### Location labeling records
=====

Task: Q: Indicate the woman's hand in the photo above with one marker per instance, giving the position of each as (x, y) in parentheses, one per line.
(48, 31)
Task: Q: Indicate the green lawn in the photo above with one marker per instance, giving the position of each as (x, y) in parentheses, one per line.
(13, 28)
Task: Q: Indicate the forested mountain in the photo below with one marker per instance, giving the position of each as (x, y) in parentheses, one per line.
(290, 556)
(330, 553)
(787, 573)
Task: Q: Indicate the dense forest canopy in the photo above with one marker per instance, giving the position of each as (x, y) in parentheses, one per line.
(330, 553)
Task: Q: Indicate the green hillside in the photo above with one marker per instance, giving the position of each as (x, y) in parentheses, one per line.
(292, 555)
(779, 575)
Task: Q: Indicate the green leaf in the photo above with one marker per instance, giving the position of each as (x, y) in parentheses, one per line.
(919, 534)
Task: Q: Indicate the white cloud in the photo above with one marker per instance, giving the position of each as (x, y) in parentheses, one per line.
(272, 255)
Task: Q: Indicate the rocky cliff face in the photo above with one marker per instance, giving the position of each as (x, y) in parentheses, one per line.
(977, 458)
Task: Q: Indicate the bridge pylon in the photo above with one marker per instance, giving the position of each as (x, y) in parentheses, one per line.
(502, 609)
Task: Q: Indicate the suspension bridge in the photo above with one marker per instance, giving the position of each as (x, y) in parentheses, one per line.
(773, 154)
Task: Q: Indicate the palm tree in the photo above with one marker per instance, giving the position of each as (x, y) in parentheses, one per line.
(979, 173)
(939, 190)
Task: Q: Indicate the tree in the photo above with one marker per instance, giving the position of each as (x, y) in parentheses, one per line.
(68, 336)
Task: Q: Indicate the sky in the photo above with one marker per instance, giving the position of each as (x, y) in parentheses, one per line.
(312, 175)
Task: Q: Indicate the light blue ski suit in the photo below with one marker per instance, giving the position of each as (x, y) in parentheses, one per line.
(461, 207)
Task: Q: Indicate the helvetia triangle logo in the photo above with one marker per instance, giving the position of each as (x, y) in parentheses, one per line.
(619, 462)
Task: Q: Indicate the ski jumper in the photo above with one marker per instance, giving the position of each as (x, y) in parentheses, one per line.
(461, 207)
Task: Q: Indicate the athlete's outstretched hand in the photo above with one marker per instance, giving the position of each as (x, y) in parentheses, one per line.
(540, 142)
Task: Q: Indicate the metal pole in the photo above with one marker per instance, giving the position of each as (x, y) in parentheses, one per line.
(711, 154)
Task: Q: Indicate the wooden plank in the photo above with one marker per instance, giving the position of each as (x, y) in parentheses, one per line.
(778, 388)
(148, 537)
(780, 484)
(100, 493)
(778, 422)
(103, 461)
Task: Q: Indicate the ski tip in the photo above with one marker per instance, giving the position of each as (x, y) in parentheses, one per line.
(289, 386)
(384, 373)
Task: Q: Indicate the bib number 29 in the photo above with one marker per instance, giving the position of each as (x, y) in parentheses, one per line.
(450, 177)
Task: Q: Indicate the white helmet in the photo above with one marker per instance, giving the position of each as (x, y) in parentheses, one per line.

=====

Write every record out again, unaltered.

Task: Q: Indicate the woman's hand in the photo above with one marker per instance, giving the position of each as (x, y) in parentheses, one per line.
(48, 31)
Task: Q: Indicate the green lawn in the photo above with one marker per instance, giving the position of each as (x, y) in parentheses, one per line.
(13, 28)
Task: Q: Indicate the forested mountain in the photo below with one marker per instance, giving the position of each as (x, y) in parentheses, one per line.
(290, 556)
(330, 553)
(787, 573)
Task: Q: Indicate the dense forest canopy in the photo above with one marker per instance, giving the position of each as (x, y) in parentheses, one per line.
(330, 553)
Task: Q: Indicate the green hillside in the photo above with one marker per instance, giving the position of each as (x, y) in parentheses, one per line.
(292, 555)
(779, 575)
Task: Q: Indicate the green leaf in the photo above with one marker per instance, giving the position of each as (x, y) in parentheses, one per line.
(919, 534)
Task: Q: Indicate the white cloud in the photo above with one marker per instance, giving the position of each as (x, y) in parentheses, one per line.
(272, 255)
Task: Q: Indicate the rocky cliff face in the photo above with one marker per instance, giving the position of each as (x, y) in parentheses, one per line.
(977, 458)
Task: Q: Indicate the bridge pylon in the photo above with one marker per instance, giving the position of each as (x, y) in parentheses, one per line.
(502, 609)
Task: Q: Indicate the suspension bridge in the photo above with one marker per instance, giving the position of each as (x, y) in parentheses, one per line.
(773, 154)
Task: Q: Indicate the palm tree in the photo above with one marker per instance, giving the position of each as (x, y) in parentheses, one per line.
(979, 173)
(939, 190)
Task: Q: Indicate the tree in the photo above with one marker per instance, giving the position of each as (x, y) in parentheses, one per line.
(68, 336)
Task: Q: Indicate the sky in the photo above with one marker per instance, giving the position of each as (x, y) in parentheses, one per line.
(312, 175)
Task: Q: Indicate the light blue ski suit in the photo below with one marker per instance, giving the position of each as (x, y) in parentheses, one per line.
(461, 207)
Task: Q: Indicate the helvetia triangle logo in the photo above with one marker per instance, giving the position of each as (x, y) in parentheses, one per line.
(619, 462)
Task: Q: Indicate the ski jumper in the photo above with one marker per instance, giving the position of each as (x, y) in parentheses, one per line.
(461, 207)
Task: Q: Indicate the athlete's outstretched hand in the photo above with one marker per instance, giving the position of each as (x, y) in parentheses, one per line.
(540, 142)
Task: Q: Indicate the metal pole in the photo above with one marker per instance, giving the position of each as (x, y) in parentheses, one per line.
(711, 154)
Task: Q: Indicate the wooden plank in the photo above with one marker per instance, giving the position of each as (x, y) in parentheses, one per line.
(778, 388)
(148, 537)
(780, 484)
(100, 493)
(778, 422)
(103, 461)
Task: Q: Indicate the ski tip in the photo above with one marker per instance, giving the position of each as (x, y) in parentheses, one per line.
(289, 386)
(384, 373)
Task: Q: Indicate the bib number 29 in the photo above with one marker per instance, giving the position of each as (x, y) in parentheses, one per line.
(450, 177)
Task: Q: Indicate the white helmet in the photo above with one marker per instance, giving the position of each as (x, y) in parentheses, one per line.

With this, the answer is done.